## Instruções de trabalho
Cite fielmente o trecho dos itens que começa na linha que contém "Target: white canopy" e termina no fim dos itens, com as duas extremidades incluídas. Deixe as imagens fora da resposta.

## Dados a processar
● ● ● ● ● ● ●

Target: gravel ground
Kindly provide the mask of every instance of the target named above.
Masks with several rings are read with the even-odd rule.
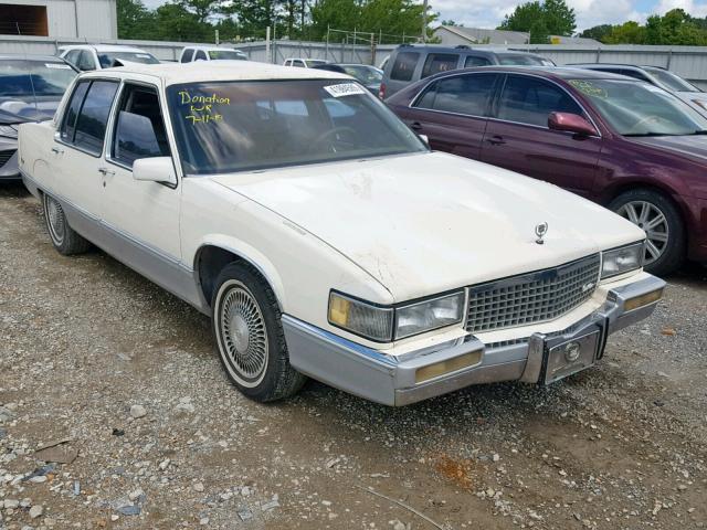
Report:
[[[550,388],[389,409],[310,382],[261,405],[205,317],[103,253],[59,255],[4,186],[0,529],[705,528],[706,276],[669,278]]]

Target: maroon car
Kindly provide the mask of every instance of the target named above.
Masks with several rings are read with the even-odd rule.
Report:
[[[707,120],[647,83],[603,72],[484,67],[386,103],[433,149],[556,183],[646,232],[646,269],[707,262]]]

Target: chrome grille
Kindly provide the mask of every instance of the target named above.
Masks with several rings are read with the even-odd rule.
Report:
[[[4,151],[0,151],[0,168],[12,158],[14,151],[17,151],[17,149],[6,149]]]
[[[600,256],[469,288],[471,332],[552,320],[588,300],[599,279]]]

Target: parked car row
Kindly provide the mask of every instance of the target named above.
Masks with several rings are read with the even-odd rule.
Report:
[[[505,75],[482,84],[497,91]],[[431,151],[336,72],[87,72],[55,119],[21,125],[19,140],[55,248],[95,244],[210,315],[226,374],[258,401],[306,377],[388,405],[549,384],[599,362],[665,286],[643,271],[643,230]]]

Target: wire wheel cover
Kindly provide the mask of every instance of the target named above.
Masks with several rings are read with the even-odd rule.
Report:
[[[221,304],[221,340],[229,361],[246,380],[258,379],[267,368],[267,330],[251,293],[234,286]]]
[[[645,231],[645,265],[661,257],[669,236],[665,214],[655,204],[646,201],[627,202],[616,213]]]
[[[46,221],[51,236],[57,245],[64,242],[64,235],[66,234],[66,219],[64,218],[64,210],[59,202],[51,197],[44,199],[46,203]]]

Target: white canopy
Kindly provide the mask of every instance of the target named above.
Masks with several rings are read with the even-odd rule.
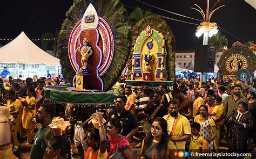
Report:
[[[59,59],[37,47],[24,32],[14,40],[0,48],[0,63],[60,66]]]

● ● ● ● ● ● ●

## Solução do exercício
Target: white canopy
Kindly provide the mask of every instance of the target named above.
Masks with several rings are read with the even-odd rule.
Report:
[[[59,59],[37,47],[24,32],[14,40],[0,48],[0,63],[60,66]]]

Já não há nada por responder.